• Task goal
Lay out these lines as a numbered list, leaving out any blank lines.

Entries pointing to labeled objects:
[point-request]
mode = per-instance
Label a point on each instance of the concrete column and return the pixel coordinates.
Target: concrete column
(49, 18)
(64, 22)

• Answer to this exercise
1. [point-request]
2. mode = per-instance
3. Label a point on each instance of the concrete column and return the pixel coordinates.
4. Target: concrete column
5. (49, 18)
6. (64, 22)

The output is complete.